Brief:
Copy the records below, starting at the first line and ending at the line that contains "[[183, 147], [273, 84]]", with the requests unchanged. Scale every point coordinate in the answers by 2.05, rounding to the nearest whole number with halves going up, and give only those lines.
═════ Supplied records ═════
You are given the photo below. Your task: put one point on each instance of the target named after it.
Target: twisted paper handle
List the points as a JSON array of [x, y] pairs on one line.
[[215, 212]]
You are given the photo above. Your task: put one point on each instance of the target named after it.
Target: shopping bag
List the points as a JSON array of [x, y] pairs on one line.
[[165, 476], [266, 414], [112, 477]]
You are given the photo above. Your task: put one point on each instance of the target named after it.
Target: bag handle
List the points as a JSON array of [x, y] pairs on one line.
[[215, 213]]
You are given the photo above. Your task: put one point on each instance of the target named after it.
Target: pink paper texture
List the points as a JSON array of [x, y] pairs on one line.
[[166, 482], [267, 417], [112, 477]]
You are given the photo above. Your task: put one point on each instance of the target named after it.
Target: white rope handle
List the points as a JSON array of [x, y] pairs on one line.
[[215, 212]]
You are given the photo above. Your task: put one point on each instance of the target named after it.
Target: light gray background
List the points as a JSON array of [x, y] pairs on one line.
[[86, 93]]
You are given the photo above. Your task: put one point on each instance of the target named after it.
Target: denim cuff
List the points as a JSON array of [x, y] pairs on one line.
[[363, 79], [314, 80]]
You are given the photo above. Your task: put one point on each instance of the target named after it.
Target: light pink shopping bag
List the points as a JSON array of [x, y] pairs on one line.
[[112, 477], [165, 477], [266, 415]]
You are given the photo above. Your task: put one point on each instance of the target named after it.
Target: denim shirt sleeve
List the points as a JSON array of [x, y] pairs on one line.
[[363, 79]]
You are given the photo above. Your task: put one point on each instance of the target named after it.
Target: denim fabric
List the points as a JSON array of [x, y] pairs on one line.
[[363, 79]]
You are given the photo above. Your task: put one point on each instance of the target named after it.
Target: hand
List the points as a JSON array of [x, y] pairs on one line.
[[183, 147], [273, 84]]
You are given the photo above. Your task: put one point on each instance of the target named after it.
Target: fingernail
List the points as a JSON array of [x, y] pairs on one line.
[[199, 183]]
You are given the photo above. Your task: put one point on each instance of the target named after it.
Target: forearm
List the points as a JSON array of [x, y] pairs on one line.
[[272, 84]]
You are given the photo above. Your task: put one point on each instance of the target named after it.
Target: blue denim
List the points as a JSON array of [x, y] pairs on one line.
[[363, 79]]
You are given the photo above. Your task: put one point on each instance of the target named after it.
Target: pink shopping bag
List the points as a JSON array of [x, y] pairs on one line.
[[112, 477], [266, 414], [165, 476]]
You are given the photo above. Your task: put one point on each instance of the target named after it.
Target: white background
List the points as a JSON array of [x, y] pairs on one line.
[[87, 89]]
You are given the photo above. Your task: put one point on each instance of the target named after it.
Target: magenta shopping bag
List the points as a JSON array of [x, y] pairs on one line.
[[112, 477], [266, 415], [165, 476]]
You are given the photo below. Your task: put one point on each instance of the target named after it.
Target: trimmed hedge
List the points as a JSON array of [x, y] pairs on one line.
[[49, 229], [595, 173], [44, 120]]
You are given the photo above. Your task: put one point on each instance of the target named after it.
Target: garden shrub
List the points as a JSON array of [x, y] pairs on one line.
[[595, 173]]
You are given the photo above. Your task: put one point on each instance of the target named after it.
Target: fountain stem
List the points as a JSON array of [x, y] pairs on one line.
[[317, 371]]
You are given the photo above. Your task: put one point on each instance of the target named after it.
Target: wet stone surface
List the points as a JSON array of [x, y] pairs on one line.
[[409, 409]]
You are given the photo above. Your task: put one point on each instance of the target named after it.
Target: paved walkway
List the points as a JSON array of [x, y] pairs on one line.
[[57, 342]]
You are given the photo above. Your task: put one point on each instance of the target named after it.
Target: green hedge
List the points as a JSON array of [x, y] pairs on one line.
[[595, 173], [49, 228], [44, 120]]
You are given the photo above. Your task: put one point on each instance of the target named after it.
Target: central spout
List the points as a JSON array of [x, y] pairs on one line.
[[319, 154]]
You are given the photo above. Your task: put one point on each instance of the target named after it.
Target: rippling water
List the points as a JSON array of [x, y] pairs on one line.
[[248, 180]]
═════
Task result:
You are given the photo below. Your task: put one point on each instance of the target named after it.
Target: twisted paper handle
List the points as a JSON array of [x, y] pairs on one line.
[[441, 435]]
You are given the photo above. Your task: put one point on each instance of the target named after it.
Target: shopping bag
List the points as a JSON array of [x, y] pairs on one line.
[[338, 976], [545, 849], [230, 978]]
You are given the photo above. Your task: put one point on each instance of the target named after it.
Target: bag handle
List the points as a JSON array of [x, y] pairs on one line.
[[441, 437]]
You are given the photo above. Your task: put one point on each instance of the target named after it.
Target: pink paper texture
List the points as a JSON array of [x, y] pairs on one line.
[[340, 988], [547, 855], [230, 978]]
You are given the photo above. Your task: put one point on each instance of the target named after it.
Target: white rope handle
List the points as a JSON array of [x, y] pairs on one line.
[[441, 435]]
You are given the photo above. Your task: put one point on each instance of the target named after it.
Target: light gray background
List the points as a JSON array of [x, y] pairs on one line.
[[176, 191]]
You are given the photo above. Your task: put one point on each instance of the target named after it.
Target: denim cuff
List the points as a JSON array of [x, y] pairs on one line.
[[744, 162], [644, 164]]
You are given the photo above. Your task: put one point on each instance of the target named after it.
Target: light pink shopping bag
List the points as a JSON array of [x, y] pairs on one line.
[[230, 978], [338, 978], [545, 851]]
You are given the photo above. Your task: put one point on each instance of the target named after it.
Target: denim shirt sleeve
List the points as a JSON array of [x, y] pairs on one line.
[[744, 162]]
You are given the photo above. Your task: put one point on each instance of the target named after it.
Target: denim fabric
List the points as a JSON array of [x, y] pairs on one line.
[[744, 162]]
You are given the photo above. Your task: put one point on each instance of the target named after it.
Target: hand
List the points as a JSON array of [x, y] pairs on one line.
[[375, 301], [560, 172]]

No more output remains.